==== Texte fourni

J'AI LU
(Paris, France), coll. Ténèbres n° 2862 Date de parution : 1er février 2000 Dépôt légal : janvier 2000, Achevé d'imprimer : 21 janvier 2000 Réédition Roman, 544 pages, catégorie / prix : K ISBN : 2-290-30069-1 Format : 11,0 x 18,0 cm✅ Genre : Fantastique
Né à Bangkok, en 1952, S.P. Somtow a fait ses études à Eton et à Cambridge. Musicien célèbre, il a commencé une carrière d'écrivain en 1977 et a été récompensé par de nombreux prix pour ses nouvelles et romans fantastiques.
À douze ans, Timmy Valentine est déjà une star du rock et son nouveau single, « Vampire Junction », semble bien parti pour battre des records de vente. Pourtant, réfugié dans sa demeure baroque sur les hauteurs de Los Angeles, il se sent de plus en plus seul et mal à l'aise. Car il n'est pas seulement un artiste plein d'avenir, il a aussi un passé. Et quel passé ! Deux mille ans d'histoire : Timmy Valentine est vampire. Mais loin de se satisfaire de sa condition, il ne cesse de se remettre en question et de chercher des réponses. Ces réponses, la psychanalyste Carla Rubens les lui fournira peut être...

========

**Consigne écrite 1**. Présentez toutes les lignes de la liste ci-dessous sous la forme d'un tableau JSON de chaînes, à raison d'une chaîne par ligne, sans les lignes vides.
**Consigne écrite 2**. Reprenez le texte sur Timmy Valentine et poursuivez-le à partir de sa dernière phrase.

==== Contenu des données

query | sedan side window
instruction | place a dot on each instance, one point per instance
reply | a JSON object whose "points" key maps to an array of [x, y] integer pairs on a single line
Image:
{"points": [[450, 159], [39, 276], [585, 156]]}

========

**Résultat 1**.
[
  "query | sedan side window",
  "instruction | place a dot on each instance, one point per instance",
  "reply | a JSON object whose \"points\" key maps to an array of [x, y] integer pairs on a single line",
  "Image:",
  "{\"points\": [[450, 159], [39, 276], [585, 156]]}"
]

**Résultat 2**.
Loin des habituels clichés du genre, S.P. Somtow propose une histoire fascinante et complexe où l'amour et le destin remplacent l'ail et les crucifix.
Coté S-F, Folio a sorti la version définitive de Mallword. Puis « Lunes d'encre » l'édition intégrale des « Chroniques de l'inquisition ». C'est maintenant au tour de l'œuvre fantastique de Somtow de quitter le purgatoire éditorial. Folio « SF » réédite Vampire junction aux cotés d'un très bon cru de fantastique : Brite, Bradbury et Piccirilli (cf. critique plus haut dans le présent Bifrost). Vu la disette éditoriale du fantastique en général, et en poche en particulier, on ne s'en plaindra évidemment pas.
Vampire junction est le premier tome d'une volumineuse trilogie, « Timmy Valentine ».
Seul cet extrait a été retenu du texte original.